Problem
Quote exactly the lines running from the line with "Tag each instance of the white shirt" to the end of the entries, including both, and nothing else.

Raw records
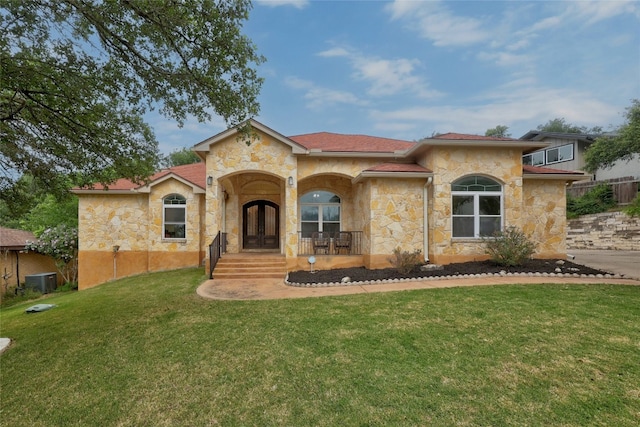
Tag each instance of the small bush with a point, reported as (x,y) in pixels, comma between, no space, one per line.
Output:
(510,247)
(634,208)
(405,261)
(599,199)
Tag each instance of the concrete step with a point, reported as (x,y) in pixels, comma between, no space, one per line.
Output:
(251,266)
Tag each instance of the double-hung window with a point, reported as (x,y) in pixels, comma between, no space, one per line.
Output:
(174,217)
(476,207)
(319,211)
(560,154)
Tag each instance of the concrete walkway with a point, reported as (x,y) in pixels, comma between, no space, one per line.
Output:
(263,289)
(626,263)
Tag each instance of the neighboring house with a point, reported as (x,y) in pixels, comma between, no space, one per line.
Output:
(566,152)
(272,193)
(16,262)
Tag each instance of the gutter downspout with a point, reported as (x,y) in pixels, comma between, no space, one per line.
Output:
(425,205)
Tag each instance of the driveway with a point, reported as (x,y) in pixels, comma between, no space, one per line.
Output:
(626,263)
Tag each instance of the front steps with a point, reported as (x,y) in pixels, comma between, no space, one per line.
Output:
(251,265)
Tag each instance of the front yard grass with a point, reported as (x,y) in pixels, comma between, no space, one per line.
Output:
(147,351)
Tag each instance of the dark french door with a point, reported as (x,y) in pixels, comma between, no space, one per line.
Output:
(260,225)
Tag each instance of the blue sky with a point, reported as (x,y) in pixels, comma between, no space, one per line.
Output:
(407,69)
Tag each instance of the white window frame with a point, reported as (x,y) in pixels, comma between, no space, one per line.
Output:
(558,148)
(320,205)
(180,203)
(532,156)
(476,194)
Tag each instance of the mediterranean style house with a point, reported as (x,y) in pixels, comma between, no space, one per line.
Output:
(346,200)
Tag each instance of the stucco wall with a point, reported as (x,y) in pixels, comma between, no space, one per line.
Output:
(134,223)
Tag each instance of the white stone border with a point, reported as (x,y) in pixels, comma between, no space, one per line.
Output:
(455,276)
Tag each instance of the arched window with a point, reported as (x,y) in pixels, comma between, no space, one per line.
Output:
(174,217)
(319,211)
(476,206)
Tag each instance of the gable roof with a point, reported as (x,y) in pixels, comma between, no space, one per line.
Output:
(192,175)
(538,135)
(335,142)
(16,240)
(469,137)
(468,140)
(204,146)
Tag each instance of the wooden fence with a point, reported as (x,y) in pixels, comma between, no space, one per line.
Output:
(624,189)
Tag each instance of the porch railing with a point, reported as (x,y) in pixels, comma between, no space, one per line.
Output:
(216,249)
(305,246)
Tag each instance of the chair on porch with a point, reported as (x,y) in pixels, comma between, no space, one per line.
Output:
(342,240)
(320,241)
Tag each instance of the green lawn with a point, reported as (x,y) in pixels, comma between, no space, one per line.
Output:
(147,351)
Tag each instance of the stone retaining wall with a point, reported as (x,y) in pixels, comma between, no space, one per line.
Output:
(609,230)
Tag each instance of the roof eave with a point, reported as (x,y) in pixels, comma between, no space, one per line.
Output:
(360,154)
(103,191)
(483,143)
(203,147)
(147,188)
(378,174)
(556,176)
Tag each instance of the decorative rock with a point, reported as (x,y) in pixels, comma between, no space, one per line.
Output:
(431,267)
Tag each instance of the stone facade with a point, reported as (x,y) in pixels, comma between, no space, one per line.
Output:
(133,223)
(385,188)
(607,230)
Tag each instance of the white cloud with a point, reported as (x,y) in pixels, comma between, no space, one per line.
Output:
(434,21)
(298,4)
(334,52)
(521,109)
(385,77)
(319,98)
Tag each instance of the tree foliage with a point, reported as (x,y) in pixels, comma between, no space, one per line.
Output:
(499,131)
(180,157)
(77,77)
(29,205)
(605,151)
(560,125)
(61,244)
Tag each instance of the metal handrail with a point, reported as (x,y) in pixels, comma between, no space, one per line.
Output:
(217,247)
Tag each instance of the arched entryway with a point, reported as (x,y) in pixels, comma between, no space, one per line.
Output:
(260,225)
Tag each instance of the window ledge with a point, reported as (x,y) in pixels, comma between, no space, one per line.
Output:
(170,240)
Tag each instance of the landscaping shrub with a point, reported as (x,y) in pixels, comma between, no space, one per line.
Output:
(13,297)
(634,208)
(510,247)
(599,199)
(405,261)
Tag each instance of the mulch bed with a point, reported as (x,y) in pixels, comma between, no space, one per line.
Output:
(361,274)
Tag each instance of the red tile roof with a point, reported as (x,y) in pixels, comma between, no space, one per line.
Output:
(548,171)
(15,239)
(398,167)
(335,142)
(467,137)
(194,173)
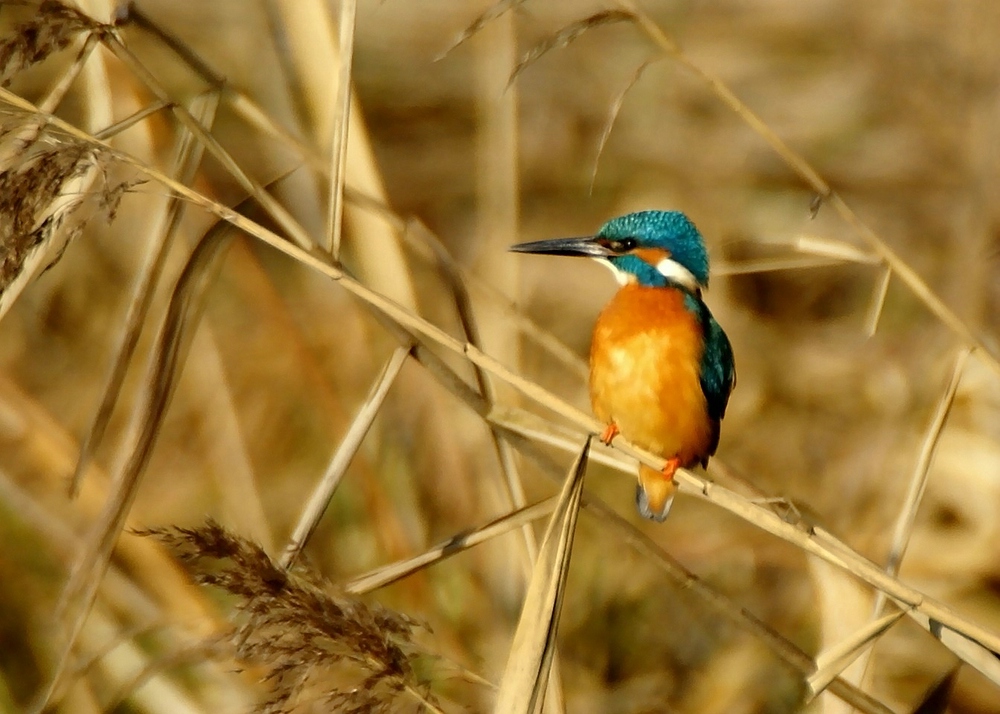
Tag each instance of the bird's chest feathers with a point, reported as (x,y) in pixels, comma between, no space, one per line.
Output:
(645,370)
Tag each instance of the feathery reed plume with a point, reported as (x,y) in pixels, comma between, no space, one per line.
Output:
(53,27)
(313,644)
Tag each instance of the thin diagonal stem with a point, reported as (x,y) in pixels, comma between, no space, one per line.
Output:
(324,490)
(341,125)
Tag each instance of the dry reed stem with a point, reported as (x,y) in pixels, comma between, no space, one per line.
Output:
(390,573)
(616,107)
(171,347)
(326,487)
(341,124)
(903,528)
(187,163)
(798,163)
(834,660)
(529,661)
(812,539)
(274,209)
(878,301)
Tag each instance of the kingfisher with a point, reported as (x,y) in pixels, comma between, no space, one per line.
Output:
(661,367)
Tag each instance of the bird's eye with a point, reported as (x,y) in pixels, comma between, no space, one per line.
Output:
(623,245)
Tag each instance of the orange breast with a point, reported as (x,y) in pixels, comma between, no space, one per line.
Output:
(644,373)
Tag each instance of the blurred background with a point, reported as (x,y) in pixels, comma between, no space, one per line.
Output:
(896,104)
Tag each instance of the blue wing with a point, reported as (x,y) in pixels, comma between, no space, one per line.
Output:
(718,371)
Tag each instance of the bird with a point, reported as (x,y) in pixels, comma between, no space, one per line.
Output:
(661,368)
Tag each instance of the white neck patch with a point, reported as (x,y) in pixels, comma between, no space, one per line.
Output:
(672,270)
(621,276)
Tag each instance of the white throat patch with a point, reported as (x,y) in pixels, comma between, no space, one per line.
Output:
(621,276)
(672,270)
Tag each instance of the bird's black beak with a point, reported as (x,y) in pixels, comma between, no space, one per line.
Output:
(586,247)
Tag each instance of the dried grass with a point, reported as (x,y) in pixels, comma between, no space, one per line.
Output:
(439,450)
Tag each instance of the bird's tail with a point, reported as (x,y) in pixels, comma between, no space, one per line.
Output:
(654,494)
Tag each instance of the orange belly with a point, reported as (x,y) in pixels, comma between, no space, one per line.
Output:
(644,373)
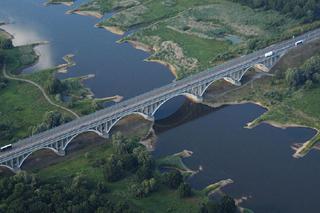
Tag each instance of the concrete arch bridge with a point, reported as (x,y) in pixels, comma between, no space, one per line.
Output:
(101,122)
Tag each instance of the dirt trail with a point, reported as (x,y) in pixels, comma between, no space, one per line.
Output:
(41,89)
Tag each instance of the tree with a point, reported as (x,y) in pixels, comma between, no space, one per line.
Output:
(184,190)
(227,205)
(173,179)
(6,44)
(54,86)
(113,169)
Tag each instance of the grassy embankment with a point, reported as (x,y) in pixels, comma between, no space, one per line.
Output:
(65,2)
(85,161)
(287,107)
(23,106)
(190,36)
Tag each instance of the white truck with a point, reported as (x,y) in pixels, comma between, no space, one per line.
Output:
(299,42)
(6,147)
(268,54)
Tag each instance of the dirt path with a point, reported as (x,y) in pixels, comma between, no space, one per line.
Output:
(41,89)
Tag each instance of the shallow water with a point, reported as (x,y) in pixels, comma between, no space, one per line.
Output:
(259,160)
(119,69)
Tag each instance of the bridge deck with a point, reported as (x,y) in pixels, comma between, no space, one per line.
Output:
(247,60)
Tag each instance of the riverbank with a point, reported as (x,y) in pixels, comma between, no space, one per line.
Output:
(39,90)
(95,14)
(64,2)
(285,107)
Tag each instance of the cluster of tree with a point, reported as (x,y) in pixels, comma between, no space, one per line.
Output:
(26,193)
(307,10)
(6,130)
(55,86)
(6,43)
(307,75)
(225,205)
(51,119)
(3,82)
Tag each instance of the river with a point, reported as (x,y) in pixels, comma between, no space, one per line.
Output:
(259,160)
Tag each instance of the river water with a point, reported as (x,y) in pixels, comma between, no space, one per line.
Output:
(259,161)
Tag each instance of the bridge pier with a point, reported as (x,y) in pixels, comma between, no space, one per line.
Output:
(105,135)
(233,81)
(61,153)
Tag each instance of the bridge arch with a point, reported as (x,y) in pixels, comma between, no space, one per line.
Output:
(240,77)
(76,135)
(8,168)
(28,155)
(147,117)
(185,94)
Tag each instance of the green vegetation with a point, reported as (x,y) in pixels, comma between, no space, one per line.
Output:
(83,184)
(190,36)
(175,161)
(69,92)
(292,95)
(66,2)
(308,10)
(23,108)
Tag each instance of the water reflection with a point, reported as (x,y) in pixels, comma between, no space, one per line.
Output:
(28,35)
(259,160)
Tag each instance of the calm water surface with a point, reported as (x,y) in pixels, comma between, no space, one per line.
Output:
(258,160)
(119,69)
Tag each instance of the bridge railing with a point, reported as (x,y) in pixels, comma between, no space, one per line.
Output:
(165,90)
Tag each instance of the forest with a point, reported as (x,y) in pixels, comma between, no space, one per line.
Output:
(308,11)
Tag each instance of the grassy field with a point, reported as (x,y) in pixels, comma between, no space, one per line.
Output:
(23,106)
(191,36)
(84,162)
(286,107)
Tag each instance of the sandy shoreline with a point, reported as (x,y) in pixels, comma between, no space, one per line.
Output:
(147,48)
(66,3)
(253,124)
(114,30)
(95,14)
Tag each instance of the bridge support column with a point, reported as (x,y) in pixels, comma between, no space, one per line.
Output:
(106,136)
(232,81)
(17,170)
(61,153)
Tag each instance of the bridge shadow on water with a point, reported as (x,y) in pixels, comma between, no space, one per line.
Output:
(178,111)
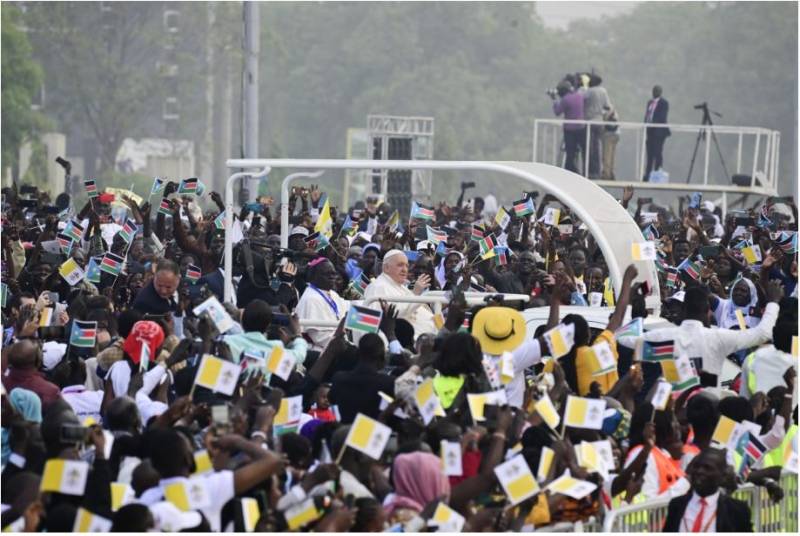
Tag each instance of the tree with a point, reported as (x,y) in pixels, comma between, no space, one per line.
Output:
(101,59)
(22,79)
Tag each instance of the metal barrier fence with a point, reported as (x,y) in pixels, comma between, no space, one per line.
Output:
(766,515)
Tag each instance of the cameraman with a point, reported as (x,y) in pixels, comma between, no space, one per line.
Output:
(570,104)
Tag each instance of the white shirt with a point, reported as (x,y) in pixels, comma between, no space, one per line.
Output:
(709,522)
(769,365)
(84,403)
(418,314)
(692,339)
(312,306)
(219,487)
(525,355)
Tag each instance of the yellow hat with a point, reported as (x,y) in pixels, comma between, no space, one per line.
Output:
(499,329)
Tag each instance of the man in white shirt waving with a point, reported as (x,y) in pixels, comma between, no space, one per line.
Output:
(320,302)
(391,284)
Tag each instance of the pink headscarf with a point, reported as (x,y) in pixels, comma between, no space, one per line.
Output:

Correct response
Tag each instance of the white shirt with a point, reported as (x,y) in pixels, comma between, no space, one per line.
Output:
(709,522)
(769,365)
(84,403)
(418,314)
(692,339)
(312,306)
(219,487)
(525,355)
Tag each instance of the yellow hat with a point, reported as (x,y) in pixels, comma between, no space, one per line.
Output:
(499,329)
Tag each instance of the man in white shirt waving with a point, reported as (x,y) in pixels, comma between, no space, one per line.
Output:
(320,302)
(391,284)
Tag each instance of the pink headscarf with a point, reported as (x,y) in pixels, comma between, no space, one per line.
Output:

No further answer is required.